---- Textauszug

Gericht: Bayerisches Oberstes Landesgericht
Beschluss verkündet am 26.08.2004
Aktenzeichen: 2Z BR 88/04
Rechtsgebiete: BGB, WEG


Vorschriften:

BGB § 1004
WEG § 14
WEG § 15
WEG § 22
WEG § 23
1. Ein Eigentümerbeschluss, der die Zulässigkeit baulicher Veränderungen abweichend von § 22 Abs. 1 WEG generell und mit Dauerwirkung regelt, ist mangels Beschlusskompetenz nichtig.

2. Das Fehlen einer Baugenehmigung für eine bauliche Veränderung begründet nicht stets einen unvermeidbaren Nachteil im Sinn des § 14 Nr. 1 WEG.

3. Die Feststellung, ob eine bauliche Maßnahme für die übrigen Wohnungseigentümer einen unvermeidbaren Nachteil darstellt, obliegt in erster Linie dem Tatrichter und kann vom Rechtsbeschwerdegericht nur auf Rechtsfehler überprüft werden.


Gründe:

I.

Die Antragstellerinnen, der Antragsgegner und die weiteren Beteiligten sind die Wohnungseigentümer einer Wohnanlage, die aus Blockhäusern besteht.

--------

◆ Aufgabe 1: Geben Sie den Textauszug von den Worten "Gericht: Bayerisches Oberstes" bis einschließlich "mangels Beschlusskompetenz nichtig." erneut wieder und setzen Sie dabei "unwirksam" an die Stelle von "nichtig".
◆ Aufgabe 2: Aus welcher Art von Gebäuden besteht laut Textauszug die Wohnanlage der Beteiligten?
◆ Aufgabe 3: Führen Sie den Textauszug zum Beschluss über bauliche Veränderungen im Wohnungseigentum im Anschluss an seinen letzten Satz fort.

---- Arbeitsmaterial

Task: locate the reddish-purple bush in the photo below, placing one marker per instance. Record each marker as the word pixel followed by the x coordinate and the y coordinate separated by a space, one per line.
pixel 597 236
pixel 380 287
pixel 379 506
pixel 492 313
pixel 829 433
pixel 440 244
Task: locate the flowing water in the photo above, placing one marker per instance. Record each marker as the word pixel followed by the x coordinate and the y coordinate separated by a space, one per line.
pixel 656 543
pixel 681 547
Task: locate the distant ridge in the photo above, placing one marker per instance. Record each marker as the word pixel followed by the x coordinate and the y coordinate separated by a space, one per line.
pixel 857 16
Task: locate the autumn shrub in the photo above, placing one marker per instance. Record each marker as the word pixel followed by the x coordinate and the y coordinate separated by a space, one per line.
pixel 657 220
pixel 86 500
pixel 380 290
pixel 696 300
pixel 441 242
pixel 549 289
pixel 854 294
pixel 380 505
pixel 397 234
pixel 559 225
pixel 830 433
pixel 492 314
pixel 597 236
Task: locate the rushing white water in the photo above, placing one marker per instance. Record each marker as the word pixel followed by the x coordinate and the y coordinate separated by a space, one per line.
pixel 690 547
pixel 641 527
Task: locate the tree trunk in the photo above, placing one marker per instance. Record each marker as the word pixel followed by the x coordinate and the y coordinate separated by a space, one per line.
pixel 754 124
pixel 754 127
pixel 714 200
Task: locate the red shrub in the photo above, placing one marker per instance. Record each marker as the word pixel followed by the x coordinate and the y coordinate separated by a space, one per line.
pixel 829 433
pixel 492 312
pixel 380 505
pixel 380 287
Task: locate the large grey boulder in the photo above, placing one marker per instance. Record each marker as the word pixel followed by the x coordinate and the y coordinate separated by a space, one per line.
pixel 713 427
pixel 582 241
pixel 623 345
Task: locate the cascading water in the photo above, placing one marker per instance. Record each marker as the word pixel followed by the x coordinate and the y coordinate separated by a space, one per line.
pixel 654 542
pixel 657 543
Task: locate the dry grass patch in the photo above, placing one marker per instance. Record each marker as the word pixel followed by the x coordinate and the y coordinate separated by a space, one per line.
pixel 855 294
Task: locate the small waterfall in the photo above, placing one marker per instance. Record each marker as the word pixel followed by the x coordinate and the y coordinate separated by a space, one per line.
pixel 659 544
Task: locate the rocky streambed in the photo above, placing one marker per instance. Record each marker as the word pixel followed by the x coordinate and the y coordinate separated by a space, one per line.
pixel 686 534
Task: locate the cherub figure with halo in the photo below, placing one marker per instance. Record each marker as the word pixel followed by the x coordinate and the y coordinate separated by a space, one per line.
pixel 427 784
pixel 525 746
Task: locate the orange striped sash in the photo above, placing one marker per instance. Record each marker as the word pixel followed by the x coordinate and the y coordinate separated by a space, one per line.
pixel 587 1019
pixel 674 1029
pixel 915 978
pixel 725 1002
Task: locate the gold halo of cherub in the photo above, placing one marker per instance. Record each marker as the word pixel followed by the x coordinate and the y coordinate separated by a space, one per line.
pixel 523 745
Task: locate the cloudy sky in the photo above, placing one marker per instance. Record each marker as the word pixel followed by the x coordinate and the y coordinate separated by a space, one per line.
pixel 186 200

--------

◆ Ergebnis 1:
Gericht: Bayerisches Oberstes Landesgericht
Beschluss verkündet am 26.08.2004
Aktenzeichen: 2Z BR 88/04
Rechtsgebiete: BGB, WEG


Vorschriften:

BGB § 1004
WEG § 14
WEG § 15
WEG § 22
WEG § 23
1. Ein Eigentümerbeschluss, der die Zulässigkeit baulicher Veränderungen abweichend von § 22 Abs. 1 WEG generell und mit Dauerwirkung regelt, ist mangels Beschlusskompetenz unwirksam.

◆ Ergebnis 2: Aus Blockhäusern.

◆ Ergebnis 3:
Nach der Teilungserklärung bestehen Sondernutzungsrechte. Unter anderem steht dem Antragsgegner ein Sondernutzungsrecht an einer Fläche vor seiner Wohnung zu. Es handelt sich dabei um eine stark abfallende Hangfläche.

Die Teilungserklärung enthält zum Umfang der zulässigen Nutzung der Sondernutzungsflächen keine Regelung. In der Eigentümerversammlung vom 27.4.1991 beschlossen die Wohnungseigentümer eine Gemeinschaftsordnung (GO). In deren § 8 sind Regelungen über bauliche Veränderungen getroffen. Unter anderem ist dort vorgesehen, dass bauliche Veränderungen jedenfalls der Zustimmung des anderen Miteigentümers eines Blockhauses bedürfen. Die Zustimmung zu baulichen Veränderungen sollte nur bei berechtigtem Grund versagt werden. Erforderliche behördliche Genehmigungen seien vom Eigentümer einzuholen und zusammen mit der Zustimmung des Miteigentümers am gemeinsamen Blockhaus dem Verwalter vorzulegen. Bei Fehlen der Zustimmungen sei der Miteigentümer bei Einspruch zur Wiederherstellung des alten Zustands auf seine Kosten verpflichtet.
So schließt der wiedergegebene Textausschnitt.